▶ _Problem requirements_
The expected output is a copy of every line in the records with the string "black".

Referring expression data:

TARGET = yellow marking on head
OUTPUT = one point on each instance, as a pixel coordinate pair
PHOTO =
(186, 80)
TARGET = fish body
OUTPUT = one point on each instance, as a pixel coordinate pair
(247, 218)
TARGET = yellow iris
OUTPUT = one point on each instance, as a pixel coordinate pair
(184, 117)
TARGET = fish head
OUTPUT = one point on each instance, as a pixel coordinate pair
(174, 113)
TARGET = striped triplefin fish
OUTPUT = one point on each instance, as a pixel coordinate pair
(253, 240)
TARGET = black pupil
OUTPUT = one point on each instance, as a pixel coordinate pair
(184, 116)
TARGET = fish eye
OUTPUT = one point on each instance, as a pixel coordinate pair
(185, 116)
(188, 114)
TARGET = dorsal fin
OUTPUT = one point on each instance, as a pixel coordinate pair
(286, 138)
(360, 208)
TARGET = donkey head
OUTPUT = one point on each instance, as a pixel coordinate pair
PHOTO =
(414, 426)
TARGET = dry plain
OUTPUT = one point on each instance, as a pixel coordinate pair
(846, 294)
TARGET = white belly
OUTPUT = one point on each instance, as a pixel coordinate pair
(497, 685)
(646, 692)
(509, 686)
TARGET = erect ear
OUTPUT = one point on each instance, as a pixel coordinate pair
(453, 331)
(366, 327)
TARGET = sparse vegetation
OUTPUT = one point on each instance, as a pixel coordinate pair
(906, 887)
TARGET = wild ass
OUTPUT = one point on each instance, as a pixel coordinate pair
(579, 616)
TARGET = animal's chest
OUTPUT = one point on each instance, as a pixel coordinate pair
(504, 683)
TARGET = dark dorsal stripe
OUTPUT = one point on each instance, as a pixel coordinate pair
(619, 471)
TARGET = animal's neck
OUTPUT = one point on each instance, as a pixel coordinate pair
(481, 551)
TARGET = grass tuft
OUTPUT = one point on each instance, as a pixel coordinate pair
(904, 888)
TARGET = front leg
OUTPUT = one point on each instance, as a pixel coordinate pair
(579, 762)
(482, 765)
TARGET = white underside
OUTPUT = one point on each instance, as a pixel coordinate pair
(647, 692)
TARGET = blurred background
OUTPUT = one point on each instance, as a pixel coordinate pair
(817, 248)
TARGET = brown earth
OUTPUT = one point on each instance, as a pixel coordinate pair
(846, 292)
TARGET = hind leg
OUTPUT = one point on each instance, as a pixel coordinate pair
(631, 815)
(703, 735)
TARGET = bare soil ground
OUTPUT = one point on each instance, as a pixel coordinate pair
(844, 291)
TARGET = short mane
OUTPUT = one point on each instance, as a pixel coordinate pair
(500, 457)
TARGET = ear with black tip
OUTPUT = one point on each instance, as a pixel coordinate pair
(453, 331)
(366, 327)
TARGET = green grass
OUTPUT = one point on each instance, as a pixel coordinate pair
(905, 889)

▶ _Solution to this problem_
TARGET = black pupil
TARGET = ear with black tip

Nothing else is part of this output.